■ Exercise objective ■
Every single entry must be restated word for word.

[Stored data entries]
>>>
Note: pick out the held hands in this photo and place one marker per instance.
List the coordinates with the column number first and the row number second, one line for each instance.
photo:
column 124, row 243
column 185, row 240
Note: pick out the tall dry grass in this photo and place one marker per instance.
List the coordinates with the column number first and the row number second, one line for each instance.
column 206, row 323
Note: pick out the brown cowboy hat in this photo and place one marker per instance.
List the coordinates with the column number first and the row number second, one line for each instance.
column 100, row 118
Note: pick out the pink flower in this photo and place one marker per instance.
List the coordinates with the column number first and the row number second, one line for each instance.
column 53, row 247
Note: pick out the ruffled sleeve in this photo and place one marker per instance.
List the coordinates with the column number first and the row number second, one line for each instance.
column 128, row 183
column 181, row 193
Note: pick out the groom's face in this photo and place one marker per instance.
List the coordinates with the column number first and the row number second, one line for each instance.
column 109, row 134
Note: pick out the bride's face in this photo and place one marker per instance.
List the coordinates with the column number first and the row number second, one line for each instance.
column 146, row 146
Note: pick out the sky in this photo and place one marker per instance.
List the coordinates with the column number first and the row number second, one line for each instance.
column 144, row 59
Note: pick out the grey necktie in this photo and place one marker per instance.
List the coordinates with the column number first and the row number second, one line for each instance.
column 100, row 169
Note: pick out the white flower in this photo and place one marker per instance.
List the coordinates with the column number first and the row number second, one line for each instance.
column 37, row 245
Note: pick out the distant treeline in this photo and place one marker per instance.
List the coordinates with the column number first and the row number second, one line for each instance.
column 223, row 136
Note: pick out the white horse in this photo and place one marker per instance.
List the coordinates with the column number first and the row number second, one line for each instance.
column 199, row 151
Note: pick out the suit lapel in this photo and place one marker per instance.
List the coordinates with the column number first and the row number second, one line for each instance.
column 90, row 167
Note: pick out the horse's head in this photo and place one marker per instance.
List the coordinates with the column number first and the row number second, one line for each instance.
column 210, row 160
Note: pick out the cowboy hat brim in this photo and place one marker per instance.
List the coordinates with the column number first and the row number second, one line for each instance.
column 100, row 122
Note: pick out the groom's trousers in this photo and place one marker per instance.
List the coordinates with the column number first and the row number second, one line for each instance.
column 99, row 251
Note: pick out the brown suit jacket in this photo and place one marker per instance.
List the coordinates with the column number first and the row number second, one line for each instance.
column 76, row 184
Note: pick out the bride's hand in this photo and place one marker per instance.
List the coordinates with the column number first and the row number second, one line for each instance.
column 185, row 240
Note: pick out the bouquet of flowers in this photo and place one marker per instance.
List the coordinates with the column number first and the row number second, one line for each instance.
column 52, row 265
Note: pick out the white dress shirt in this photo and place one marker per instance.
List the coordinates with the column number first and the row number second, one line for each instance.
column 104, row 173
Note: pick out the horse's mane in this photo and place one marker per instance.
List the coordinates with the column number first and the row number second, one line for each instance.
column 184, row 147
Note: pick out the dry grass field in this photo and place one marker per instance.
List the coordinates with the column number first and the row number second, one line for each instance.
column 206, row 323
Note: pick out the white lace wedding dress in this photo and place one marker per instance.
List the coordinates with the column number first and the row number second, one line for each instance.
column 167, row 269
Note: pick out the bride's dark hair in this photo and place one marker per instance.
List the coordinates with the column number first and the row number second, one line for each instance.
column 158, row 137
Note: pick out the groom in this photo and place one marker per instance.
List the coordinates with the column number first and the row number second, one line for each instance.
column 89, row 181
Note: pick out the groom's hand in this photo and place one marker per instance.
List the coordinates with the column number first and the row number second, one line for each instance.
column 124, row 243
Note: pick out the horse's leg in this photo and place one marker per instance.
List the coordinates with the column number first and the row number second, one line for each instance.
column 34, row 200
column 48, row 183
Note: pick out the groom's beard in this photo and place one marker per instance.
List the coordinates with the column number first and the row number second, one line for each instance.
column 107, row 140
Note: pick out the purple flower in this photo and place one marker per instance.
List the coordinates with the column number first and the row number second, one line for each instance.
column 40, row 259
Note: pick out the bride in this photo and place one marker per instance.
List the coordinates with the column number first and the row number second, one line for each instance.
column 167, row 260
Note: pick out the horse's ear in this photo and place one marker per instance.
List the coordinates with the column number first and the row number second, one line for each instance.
<<<
■ Answer to this exercise ■
Note: pick out the held hands in this photo and place one marker per instance.
List the coordinates with the column number first and the row number second, one line for each instance.
photo:
column 124, row 243
column 185, row 240
Note: pick out the tall dry grass in this photo and place one marker per instance.
List the coordinates with the column number first and the row number second, one line for each instance.
column 206, row 323
Note: pick out the brown cowboy hat in this photo and place one marker per instance.
List the coordinates with the column number first and the row number second, one line for each instance.
column 100, row 118
Note: pick out the pink flower in this photo and place one marker per instance.
List the coordinates with the column number first and the row number second, one line for each instance.
column 53, row 247
Note: pick out the ruffled sleeve in this photo and place one marker per instance.
List the coordinates with the column number first and the row number second, one line for each instance.
column 128, row 183
column 181, row 193
Note: pick out the groom's face in this photo and place one marker per instance.
List the coordinates with the column number first and the row number second, one line for each instance.
column 109, row 134
Note: pick out the bride's face in this photo and place one marker per instance.
List the coordinates with the column number first and the row number second, one line for each instance.
column 146, row 146
Note: pick out the sky in this photo and place one marker per instance.
List the coordinates with the column number first and the row number second, one line for each instance.
column 144, row 59
Note: pick out the grey necktie in this photo and place one marker per instance.
List the coordinates with the column number first and the row number second, one line for each instance.
column 100, row 169
Note: pick out the white flower in this photo and place one marker per instance.
List the coordinates with the column number first and the row number second, one line for each instance.
column 37, row 245
Note: pick out the distant treeline in this photo and place one marker per instance.
List the coordinates with the column number first and the row number second, one line for each instance.
column 223, row 136
Note: pick out the white horse in this photo and place one marker per instance.
List the coordinates with the column number first and the row number second, one line for each instance.
column 199, row 151
Note: pick out the suit lapel in this photo and place one marker per instance.
List the coordinates with the column number first and the row number second, one line for each instance.
column 90, row 167
Note: pick out the horse's head in this photo and place one marker per instance.
List the coordinates with the column number first and the row number second, one line for each instance.
column 210, row 160
Note: pick out the cowboy hat brim in this photo and place one marker per instance.
List the coordinates with the column number first and the row number second, one line for each instance.
column 100, row 122
Note: pick out the groom's trousers in this photo and place one marker per instance.
List the coordinates with the column number first and the row number second, one line for each instance.
column 99, row 251
Note: pick out the brown suit jacket in this photo and place one marker per instance.
List the coordinates with the column number first and the row number second, one line for each instance.
column 76, row 184
Note: pick out the bride's hand in this photo and place one marker per instance.
List the coordinates with the column number first and the row number second, one line for each instance.
column 185, row 240
Note: pick out the bouquet of flowers in this photo and place one marker per instance.
List the coordinates with the column number first and the row number second, one line for each instance.
column 52, row 265
Note: pick out the white dress shirt in this photo and place one marker per instance.
List the coordinates with the column number first and the row number second, one line for each instance.
column 104, row 173
Note: pick out the horse's mane in this photo and place one marker per instance.
List the coordinates with the column number first and the row number second, one line for each instance.
column 184, row 147
Note: pick out the dry grass field in this photo and place one marker per instance.
List the coordinates with the column number first and the row number second, one line for each instance.
column 206, row 323
Note: pick out the white lace wedding dress in this photo and place one marker per instance.
List the coordinates with the column number first and the row number second, one line for each instance.
column 167, row 269
Note: pick out the bride's dark hair in this photo and place one marker per instance.
List the coordinates with the column number first and the row number second, one line for each instance.
column 158, row 137
Note: pick out the groom in this photo and place one marker per instance.
List the coordinates with the column number first and the row number second, one line for each instance.
column 89, row 181
Note: pick out the groom's hand in this photo and place one marker per instance.
List the coordinates with the column number first and the row number second, one line for each instance.
column 124, row 243
Note: pick out the horse's leg in this photo and place one marker per instance.
List the coordinates with the column number first and the row number second, one line for each instance.
column 34, row 200
column 48, row 183
Note: pick out the groom's beard in this photo and place one marker per instance.
List the coordinates with the column number first and the row number second, one line for each instance.
column 107, row 140
Note: pick out the purple flower in this photo and place one marker per instance.
List the coordinates with the column number first and the row number second, one line for each instance.
column 40, row 259
Note: pick out the bride in this photo and place one marker per instance.
List the coordinates with the column number first and the row number second, one line for each instance.
column 167, row 260
Note: pick out the horse's ear in this photo and place one marker per instance.
List the coordinates with the column number first and the row number second, one line for each instance.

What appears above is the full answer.